● **ACTIVITY**
Using the listing below, retype exactly the lines starting at the one with "Objective — for every instance of the white cloud" and ending at the one with "Objective — for every instance of the sunlit", and include both.

● **EXTRACTED INFORMATION**
▶

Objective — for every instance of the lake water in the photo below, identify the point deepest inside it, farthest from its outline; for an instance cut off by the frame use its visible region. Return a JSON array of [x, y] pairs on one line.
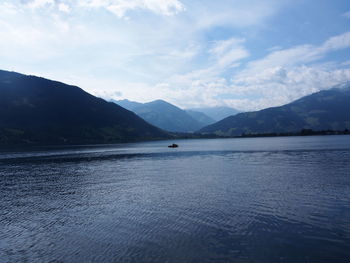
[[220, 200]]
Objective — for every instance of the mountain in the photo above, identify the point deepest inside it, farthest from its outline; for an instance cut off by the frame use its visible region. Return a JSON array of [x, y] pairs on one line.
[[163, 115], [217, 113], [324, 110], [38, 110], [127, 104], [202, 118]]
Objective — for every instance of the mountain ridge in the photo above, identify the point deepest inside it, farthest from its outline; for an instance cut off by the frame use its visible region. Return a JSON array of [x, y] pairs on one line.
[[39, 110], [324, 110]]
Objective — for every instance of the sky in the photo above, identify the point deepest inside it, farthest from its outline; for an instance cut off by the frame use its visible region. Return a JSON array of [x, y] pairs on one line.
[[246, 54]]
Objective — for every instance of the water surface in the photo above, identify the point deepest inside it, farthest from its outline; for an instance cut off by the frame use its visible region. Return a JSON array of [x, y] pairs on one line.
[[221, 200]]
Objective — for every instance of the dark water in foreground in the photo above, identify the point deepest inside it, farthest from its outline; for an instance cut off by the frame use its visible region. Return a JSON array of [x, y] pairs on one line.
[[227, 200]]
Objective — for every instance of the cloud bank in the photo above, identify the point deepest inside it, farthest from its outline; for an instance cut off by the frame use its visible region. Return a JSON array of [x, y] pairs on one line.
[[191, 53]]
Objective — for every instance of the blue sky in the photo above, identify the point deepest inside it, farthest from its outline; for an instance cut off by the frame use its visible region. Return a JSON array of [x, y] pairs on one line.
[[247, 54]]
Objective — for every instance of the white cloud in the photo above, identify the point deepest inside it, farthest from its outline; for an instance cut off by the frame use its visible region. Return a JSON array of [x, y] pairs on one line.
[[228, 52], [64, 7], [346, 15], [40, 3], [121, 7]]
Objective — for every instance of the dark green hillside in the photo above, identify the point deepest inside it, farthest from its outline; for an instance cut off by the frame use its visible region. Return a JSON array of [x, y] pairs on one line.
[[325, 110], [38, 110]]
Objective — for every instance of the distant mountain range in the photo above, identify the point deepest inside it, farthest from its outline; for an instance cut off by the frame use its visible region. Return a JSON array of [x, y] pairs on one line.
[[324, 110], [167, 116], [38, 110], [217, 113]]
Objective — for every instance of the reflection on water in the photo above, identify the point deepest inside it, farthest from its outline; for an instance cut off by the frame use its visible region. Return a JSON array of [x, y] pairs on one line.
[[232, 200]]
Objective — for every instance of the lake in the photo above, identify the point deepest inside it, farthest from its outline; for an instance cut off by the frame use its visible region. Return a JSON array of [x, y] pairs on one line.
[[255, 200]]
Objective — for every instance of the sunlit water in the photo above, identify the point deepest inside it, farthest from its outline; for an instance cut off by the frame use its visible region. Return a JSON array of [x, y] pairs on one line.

◀
▶

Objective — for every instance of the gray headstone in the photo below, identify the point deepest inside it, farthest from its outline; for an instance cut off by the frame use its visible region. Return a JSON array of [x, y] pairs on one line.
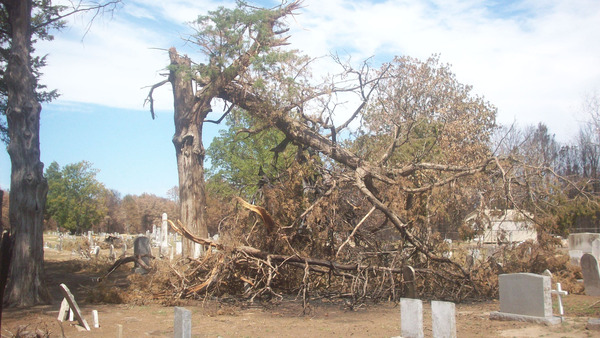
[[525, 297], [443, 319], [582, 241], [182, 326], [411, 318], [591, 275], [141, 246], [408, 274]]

◀
▶

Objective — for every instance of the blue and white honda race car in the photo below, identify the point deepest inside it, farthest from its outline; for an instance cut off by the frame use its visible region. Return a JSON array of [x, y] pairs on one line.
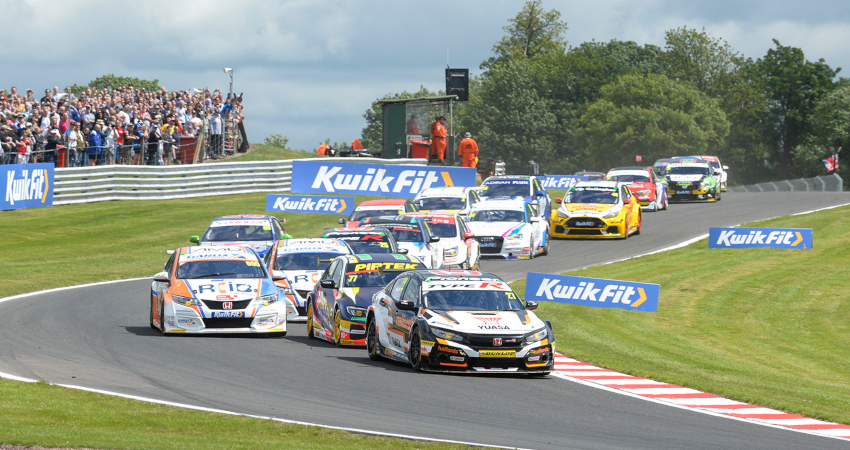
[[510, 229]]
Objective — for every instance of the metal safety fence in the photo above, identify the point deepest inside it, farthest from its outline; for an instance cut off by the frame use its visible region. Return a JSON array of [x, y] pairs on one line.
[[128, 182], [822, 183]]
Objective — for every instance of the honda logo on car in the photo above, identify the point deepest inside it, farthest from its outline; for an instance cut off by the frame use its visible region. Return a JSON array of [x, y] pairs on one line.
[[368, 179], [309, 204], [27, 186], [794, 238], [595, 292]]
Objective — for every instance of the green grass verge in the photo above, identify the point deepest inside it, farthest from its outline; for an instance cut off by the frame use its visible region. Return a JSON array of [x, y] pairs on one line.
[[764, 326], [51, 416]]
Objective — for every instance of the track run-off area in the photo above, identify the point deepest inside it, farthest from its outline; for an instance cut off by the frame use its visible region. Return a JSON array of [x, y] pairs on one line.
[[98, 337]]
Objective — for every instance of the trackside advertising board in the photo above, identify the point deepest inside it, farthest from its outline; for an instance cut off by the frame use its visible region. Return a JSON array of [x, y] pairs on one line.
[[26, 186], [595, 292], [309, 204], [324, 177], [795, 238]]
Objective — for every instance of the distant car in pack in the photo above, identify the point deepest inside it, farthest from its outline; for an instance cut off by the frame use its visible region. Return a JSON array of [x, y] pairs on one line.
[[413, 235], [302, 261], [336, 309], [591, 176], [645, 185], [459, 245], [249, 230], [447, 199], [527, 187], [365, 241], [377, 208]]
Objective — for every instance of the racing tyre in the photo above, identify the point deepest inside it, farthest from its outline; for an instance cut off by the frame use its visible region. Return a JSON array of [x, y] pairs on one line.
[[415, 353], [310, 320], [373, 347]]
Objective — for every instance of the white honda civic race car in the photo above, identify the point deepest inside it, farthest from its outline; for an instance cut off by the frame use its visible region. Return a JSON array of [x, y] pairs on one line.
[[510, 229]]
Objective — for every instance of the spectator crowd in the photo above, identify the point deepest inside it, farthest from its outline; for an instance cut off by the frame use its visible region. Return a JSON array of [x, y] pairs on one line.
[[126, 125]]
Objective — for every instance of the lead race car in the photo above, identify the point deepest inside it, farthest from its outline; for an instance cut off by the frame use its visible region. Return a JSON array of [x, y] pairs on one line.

◀

● **ANSWER TO THIS EXERCISE**
Objective — for every instance of the white cloud in the photo above, identify the point deepest inside it, farthest from its outline; for an instance cut off by the frame use its visible region. Return a JSON array of [x, y] pairs on one line.
[[228, 52], [64, 7], [346, 15], [40, 3], [121, 7]]
Objective — for every instance of the dark green hillside in the photo above, identify the point deepest inside it, farthest from its outline; for an instance cut off by the frame use its visible region. Return a JSON array of [x, y] pairs on one line.
[[325, 110], [38, 110]]
Objective — for every instance of the distant mountain range in the photo above, identify the point deepest inside it, farthest from its outline; for an instance cut off by the frame use its visible region. Return a JSON array of [x, y] pairs on one line.
[[324, 110], [167, 116], [38, 110], [217, 113]]
Objective — for every instance of the reflection on water in the photo above, identify the point deepest inside it, farthest from its outline; for an instance cut off by the frame use its visible region. Return a JSON array of [x, y] pairs on one line.
[[232, 200]]
Objective — for every instance of the lake in the photo above, identify the point deepest inside it, farthest from its outline; for an instance cut off by the frame use its visible region. Return a JSON array of [x, y] pairs on one line.
[[255, 200]]
Objective — for every instance of the sunlit water in the photo above, identify the point deepest inside it, farthest from its outline; for an instance cut off by the frame use its visible region. Return a JSON array of [x, y] pairs on one line.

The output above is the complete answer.